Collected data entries
----------------------------------------

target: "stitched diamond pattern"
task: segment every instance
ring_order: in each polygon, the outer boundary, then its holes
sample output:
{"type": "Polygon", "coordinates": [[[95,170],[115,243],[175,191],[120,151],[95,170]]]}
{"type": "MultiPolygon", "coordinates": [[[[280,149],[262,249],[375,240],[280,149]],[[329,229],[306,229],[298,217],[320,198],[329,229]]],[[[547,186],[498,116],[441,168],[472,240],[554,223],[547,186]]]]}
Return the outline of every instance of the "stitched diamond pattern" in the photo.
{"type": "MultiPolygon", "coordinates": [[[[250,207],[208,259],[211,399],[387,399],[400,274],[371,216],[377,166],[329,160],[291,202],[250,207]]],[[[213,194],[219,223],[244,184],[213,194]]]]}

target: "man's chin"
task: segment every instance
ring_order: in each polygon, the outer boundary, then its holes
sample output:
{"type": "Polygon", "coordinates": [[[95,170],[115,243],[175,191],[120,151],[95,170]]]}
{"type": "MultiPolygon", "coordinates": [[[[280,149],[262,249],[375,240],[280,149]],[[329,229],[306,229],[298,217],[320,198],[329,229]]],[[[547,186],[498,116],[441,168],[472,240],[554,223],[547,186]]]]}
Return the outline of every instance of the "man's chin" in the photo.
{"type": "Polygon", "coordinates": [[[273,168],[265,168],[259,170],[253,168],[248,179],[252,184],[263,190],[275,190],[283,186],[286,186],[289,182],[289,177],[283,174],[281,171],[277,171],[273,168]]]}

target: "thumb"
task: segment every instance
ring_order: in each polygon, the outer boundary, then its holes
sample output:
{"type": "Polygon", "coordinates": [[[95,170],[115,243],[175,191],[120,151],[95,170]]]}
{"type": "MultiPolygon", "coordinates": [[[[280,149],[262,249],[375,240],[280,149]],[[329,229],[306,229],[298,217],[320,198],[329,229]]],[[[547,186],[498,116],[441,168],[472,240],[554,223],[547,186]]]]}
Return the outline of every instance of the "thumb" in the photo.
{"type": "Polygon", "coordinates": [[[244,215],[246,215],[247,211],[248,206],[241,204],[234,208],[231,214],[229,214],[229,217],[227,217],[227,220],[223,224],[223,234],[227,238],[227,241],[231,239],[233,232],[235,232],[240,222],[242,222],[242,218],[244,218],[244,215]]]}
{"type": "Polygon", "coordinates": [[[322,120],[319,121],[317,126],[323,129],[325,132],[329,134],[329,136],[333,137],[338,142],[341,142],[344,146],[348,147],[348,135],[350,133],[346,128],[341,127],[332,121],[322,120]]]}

----------------------------------------

→ Work instruction
Every entry must be given again exactly as it reads.

→ Answer below
target: "stitched diamond pattern"
task: segment every instance
ring_order: in each polygon, the outer boundary, then its holes
sample output:
{"type": "Polygon", "coordinates": [[[95,170],[115,243],[175,191],[120,151],[95,170]]]}
{"type": "MultiPolygon", "coordinates": [[[[280,149],[262,249],[375,240],[280,149]],[[329,229],[306,229],[298,217],[320,198],[329,229]]],[[[547,186],[498,116],[441,168],[472,240],[554,223],[547,186]]]]}
Return the outline of every instance of the "stitched diamond pattern" in the photo.
{"type": "MultiPolygon", "coordinates": [[[[250,207],[208,259],[211,399],[387,399],[400,274],[371,216],[377,166],[329,160],[291,202],[250,207]]],[[[213,194],[219,223],[244,184],[213,194]]]]}

target: "man's chin"
task: segment every instance
ring_order: in each polygon, the outer boundary, then its holes
sample output:
{"type": "Polygon", "coordinates": [[[95,170],[115,243],[175,191],[120,151],[95,170]]]}
{"type": "MultiPolygon", "coordinates": [[[[280,149],[262,249],[375,240],[280,149]],[[329,229],[306,229],[298,217],[320,198],[329,229]]],[[[547,186],[498,116],[441,168],[472,240],[554,223],[547,186]]]]}
Return the outline of every instance of the "man's chin" in the photo.
{"type": "Polygon", "coordinates": [[[273,168],[265,168],[259,170],[253,168],[248,179],[252,184],[263,190],[275,190],[283,186],[286,186],[289,182],[289,177],[283,174],[281,171],[277,171],[273,168]]]}

target: "thumb"
task: segment every instance
ring_order: in each polygon, the outer boundary, then its holes
sample output:
{"type": "Polygon", "coordinates": [[[95,170],[115,243],[175,191],[120,151],[95,170]]]}
{"type": "MultiPolygon", "coordinates": [[[[280,149],[262,249],[375,240],[280,149]],[[329,229],[306,229],[298,217],[320,198],[329,229]]],[[[547,186],[498,116],[441,168],[472,240],[554,223],[547,186]]]]}
Return the outline of every instance of the "thumb" in the photo.
{"type": "Polygon", "coordinates": [[[244,215],[246,215],[247,211],[248,206],[241,204],[234,208],[231,214],[229,214],[229,217],[227,217],[227,220],[223,224],[223,234],[227,238],[227,241],[231,239],[233,232],[235,232],[240,222],[242,222],[242,218],[244,218],[244,215]]]}
{"type": "Polygon", "coordinates": [[[322,120],[319,121],[317,126],[323,129],[325,132],[329,134],[329,136],[333,137],[338,142],[341,142],[344,146],[348,147],[348,135],[350,133],[346,128],[341,127],[332,121],[322,120]]]}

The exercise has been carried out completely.